● **Task**:
Copy the lines word for word. Begin at the line that contains "hair in the photo above." and end with the final line of the data.
─── Information shown
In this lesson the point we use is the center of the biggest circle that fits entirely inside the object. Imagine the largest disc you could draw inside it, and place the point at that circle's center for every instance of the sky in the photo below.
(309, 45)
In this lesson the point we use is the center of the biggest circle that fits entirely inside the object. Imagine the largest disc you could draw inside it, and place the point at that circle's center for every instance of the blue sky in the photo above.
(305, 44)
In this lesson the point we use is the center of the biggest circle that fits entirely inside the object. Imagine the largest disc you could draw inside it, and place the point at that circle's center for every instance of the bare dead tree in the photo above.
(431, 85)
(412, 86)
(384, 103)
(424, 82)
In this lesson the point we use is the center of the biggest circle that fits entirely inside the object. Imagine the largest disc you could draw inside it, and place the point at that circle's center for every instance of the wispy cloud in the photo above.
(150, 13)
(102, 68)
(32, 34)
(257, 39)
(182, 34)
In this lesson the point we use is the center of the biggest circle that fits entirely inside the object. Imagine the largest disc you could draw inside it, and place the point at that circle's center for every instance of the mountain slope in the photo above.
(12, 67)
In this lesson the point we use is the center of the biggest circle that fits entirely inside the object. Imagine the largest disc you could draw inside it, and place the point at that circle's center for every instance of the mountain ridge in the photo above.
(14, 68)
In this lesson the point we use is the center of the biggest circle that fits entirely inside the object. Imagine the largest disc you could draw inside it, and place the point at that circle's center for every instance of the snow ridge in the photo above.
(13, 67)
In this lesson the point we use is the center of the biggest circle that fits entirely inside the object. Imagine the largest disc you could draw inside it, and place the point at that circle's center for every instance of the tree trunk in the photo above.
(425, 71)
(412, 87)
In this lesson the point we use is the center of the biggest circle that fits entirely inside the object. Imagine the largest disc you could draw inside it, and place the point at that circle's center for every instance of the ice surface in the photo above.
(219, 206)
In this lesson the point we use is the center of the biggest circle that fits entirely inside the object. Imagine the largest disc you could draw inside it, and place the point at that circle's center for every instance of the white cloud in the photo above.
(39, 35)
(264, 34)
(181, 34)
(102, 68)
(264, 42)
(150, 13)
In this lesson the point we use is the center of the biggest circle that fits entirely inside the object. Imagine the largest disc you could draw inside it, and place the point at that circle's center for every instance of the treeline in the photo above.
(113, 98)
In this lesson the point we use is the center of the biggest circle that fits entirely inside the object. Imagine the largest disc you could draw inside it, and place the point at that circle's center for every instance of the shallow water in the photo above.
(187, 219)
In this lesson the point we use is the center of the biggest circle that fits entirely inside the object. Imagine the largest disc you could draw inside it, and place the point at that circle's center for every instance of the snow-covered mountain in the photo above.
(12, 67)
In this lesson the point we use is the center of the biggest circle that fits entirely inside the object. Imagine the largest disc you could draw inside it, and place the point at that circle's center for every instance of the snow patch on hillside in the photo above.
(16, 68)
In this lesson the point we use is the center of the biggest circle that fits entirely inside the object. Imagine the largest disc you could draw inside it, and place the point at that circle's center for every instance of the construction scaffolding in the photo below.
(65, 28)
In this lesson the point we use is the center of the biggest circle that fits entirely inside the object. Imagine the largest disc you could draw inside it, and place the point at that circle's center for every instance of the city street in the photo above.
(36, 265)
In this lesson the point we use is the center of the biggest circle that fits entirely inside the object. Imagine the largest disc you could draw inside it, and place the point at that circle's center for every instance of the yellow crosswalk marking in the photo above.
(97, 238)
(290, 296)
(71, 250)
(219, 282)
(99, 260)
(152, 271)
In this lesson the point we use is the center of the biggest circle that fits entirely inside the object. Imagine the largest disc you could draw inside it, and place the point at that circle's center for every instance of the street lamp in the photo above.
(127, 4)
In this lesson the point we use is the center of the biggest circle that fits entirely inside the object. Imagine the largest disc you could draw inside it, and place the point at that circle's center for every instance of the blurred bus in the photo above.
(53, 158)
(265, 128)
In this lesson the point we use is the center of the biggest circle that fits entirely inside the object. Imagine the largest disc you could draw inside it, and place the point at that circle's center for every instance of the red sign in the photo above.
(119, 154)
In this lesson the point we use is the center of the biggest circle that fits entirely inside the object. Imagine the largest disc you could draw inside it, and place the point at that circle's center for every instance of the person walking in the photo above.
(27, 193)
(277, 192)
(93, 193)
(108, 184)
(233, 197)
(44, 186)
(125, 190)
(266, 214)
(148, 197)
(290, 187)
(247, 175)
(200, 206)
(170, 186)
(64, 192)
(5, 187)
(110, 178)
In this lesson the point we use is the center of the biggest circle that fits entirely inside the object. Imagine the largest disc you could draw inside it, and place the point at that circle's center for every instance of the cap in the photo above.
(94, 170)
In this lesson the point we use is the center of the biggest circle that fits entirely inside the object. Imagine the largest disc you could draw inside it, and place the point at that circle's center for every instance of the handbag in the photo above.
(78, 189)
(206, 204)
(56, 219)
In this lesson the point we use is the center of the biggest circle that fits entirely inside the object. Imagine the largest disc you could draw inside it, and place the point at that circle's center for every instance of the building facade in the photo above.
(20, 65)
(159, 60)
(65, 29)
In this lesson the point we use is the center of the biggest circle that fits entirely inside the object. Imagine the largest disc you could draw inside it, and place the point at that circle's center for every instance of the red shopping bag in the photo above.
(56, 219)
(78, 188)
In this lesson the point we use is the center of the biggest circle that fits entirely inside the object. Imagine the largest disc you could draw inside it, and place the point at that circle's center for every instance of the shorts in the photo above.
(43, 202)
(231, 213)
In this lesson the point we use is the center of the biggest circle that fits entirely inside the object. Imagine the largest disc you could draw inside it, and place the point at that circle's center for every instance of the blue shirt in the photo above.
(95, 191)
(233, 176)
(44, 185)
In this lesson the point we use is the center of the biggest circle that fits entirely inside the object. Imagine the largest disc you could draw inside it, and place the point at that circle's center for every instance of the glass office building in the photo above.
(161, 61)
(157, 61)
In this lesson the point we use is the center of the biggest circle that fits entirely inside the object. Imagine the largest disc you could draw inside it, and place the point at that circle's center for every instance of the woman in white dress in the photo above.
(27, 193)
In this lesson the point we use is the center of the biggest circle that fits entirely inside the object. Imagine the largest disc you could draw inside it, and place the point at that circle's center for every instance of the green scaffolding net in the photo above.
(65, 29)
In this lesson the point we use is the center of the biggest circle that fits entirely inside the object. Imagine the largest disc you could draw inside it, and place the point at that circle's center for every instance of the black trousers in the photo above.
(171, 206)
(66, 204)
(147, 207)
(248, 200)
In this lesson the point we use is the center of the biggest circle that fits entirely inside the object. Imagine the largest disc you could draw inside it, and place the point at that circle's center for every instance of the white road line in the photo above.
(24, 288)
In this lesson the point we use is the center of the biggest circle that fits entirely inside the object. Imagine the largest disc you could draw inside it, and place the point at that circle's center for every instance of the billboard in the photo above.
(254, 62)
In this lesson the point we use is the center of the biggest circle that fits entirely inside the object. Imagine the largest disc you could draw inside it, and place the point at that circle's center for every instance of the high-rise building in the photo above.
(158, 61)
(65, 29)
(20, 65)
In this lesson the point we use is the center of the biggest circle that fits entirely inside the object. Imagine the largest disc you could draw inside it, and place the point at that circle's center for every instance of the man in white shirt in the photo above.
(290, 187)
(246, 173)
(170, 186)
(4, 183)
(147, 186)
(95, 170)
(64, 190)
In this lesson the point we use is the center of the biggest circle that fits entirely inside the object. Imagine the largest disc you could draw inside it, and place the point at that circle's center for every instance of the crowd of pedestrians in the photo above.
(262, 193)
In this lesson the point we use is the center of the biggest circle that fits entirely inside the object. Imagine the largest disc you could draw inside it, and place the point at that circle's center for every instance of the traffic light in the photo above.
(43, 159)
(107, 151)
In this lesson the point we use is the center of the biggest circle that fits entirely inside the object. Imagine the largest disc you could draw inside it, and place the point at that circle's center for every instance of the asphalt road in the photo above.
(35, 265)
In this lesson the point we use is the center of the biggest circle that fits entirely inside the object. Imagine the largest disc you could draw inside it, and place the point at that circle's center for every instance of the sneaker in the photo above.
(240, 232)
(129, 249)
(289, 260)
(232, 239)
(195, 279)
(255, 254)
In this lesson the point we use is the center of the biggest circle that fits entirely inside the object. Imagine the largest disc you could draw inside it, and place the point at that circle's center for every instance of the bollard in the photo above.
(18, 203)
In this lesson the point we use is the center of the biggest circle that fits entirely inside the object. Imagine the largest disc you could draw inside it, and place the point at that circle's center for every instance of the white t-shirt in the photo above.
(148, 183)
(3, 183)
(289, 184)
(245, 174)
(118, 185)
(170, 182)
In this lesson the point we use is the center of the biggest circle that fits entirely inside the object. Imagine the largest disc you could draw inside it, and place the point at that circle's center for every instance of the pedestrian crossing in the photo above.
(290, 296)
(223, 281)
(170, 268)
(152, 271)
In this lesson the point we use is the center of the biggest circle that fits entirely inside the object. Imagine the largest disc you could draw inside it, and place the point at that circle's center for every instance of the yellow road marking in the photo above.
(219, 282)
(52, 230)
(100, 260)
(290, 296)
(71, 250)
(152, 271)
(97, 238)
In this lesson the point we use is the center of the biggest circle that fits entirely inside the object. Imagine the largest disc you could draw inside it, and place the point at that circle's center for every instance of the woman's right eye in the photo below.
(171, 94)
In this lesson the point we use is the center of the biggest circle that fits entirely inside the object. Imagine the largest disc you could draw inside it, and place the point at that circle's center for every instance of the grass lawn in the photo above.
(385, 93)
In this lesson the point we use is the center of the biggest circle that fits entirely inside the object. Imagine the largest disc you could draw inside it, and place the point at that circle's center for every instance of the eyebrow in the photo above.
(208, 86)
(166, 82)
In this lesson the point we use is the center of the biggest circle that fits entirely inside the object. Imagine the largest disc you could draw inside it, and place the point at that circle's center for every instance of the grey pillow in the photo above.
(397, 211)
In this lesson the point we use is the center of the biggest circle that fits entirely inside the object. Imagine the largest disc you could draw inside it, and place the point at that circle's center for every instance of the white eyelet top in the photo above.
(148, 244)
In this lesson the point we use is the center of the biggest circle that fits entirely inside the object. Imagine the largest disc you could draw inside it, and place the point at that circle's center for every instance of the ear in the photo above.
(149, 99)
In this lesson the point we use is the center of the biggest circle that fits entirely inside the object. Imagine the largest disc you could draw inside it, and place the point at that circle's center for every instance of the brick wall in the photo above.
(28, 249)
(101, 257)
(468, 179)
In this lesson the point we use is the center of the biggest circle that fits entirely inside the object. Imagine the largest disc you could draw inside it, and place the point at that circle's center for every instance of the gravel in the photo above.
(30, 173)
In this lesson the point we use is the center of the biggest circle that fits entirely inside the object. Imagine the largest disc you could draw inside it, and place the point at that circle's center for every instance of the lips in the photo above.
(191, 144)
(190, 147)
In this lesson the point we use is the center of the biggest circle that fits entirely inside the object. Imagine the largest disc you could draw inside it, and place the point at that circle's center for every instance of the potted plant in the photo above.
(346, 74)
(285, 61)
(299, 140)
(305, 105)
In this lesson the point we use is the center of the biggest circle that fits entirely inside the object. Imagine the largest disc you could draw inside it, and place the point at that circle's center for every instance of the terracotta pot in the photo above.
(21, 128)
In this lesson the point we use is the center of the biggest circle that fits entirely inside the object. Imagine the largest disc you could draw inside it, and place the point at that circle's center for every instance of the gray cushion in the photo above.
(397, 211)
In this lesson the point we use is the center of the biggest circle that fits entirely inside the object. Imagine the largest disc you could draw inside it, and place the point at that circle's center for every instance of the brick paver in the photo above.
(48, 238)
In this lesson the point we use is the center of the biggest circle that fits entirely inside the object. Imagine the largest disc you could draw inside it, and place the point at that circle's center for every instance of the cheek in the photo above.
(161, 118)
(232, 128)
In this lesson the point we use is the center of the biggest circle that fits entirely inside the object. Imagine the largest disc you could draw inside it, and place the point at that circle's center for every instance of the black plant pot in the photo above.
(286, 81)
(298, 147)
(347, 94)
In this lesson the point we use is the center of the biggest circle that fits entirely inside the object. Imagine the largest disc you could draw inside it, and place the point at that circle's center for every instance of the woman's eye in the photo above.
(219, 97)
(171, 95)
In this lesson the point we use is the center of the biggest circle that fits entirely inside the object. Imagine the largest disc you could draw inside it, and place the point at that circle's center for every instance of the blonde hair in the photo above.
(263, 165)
──────
● **Answer box**:
In this lesson the point we use is the center of the biggest circle that fits entirely inside the object. Imagine the largest disc you could draw inside it, and place the point at that circle's center for every instance of the blonde hair in the photo above.
(263, 165)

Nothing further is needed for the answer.